* BEGIN *

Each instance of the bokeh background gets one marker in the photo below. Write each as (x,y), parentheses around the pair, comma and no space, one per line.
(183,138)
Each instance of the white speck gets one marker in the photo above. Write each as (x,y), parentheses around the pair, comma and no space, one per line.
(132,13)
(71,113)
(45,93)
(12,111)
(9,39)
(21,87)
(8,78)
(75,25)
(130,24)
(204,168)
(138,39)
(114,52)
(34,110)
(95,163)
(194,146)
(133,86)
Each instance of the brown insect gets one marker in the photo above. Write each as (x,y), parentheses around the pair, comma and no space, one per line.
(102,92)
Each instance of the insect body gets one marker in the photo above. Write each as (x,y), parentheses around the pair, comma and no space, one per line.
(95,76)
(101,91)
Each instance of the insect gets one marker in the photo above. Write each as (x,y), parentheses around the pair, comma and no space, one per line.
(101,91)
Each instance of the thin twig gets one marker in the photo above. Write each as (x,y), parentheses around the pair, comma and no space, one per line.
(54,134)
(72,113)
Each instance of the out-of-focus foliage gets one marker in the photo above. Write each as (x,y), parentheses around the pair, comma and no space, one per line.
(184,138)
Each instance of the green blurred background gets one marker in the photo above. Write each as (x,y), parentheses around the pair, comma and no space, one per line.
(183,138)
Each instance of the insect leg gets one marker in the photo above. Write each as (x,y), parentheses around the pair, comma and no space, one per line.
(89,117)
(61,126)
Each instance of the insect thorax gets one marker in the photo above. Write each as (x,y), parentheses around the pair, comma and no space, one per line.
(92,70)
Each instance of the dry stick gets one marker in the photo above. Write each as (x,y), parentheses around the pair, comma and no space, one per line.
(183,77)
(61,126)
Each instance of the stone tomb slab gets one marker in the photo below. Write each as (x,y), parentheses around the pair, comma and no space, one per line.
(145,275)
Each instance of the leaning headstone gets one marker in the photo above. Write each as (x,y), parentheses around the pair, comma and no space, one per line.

* END *

- Brief -
Copy the listing above word for word, keeping every line in its original order.

- Solution to the exercise -
Each instance of the bokeh background gets one marker in the photo below. Write each as (x,y), parentheses around the pair, comma and no space, one per line.
(183,138)
Each instance of the white speck gets one marker in the photo above. Write each as (x,y), parentheses around the pair, comma and no space, one per line.
(132,13)
(71,113)
(45,93)
(12,111)
(9,39)
(21,87)
(8,78)
(75,25)
(130,24)
(204,168)
(138,39)
(114,52)
(34,110)
(95,163)
(194,146)
(133,86)
Each instance of the brown insect gets one marker in the photo above. Write each as (x,y), parentheses around the pair, comma and no space, one per line.
(102,92)
Each instance of the insect body gets one marker in the photo above. Write each as (x,y), parentheses around the pair, comma and no space, one per line.
(95,76)
(101,91)
Each instance of the insect gets one marker in the photo above. Write each as (x,y), parentheses around the pair, comma and no space, one per line.
(101,91)
Each instance of the thin twig gets one marker in the photo above. Write each as (x,y), parentheses around the pair, comma and no space, one per line.
(54,134)
(72,113)
Each instance of the out-of-focus foliage gets one marker in the photo above. Write each as (x,y), parentheses around the pair, comma and no space, one per line.
(184,138)
Each instance of the green blurred background gets one marker in the photo above. Write each as (x,y), parentheses around the pair, comma and no space, one per line.
(183,138)
Each instance of the insect leg gets one marker in the photo above. Write each as (x,y), parentheses around the pair, comma and no space, one per line.
(89,117)
(61,126)
Each instance of the insect thorax gets one marker in the photo above. Write each as (x,y), parentheses around the pair, comma and no space, one per line.
(92,70)
Each instance of the dry stick gets one marker in the photo above. Write each as (x,y), parentheses around the pair, comma and no space, one per line.
(183,77)
(61,126)
Each instance of the stone tomb slab gets one marker in the photo below. Write each as (x,y), parentheses around the pair, comma and no space, one per line.
(145,275)
Each instance of the leaning headstone gets one marker in the photo above. Write each as (x,y), parentheses around the pair, comma and no space, one per line.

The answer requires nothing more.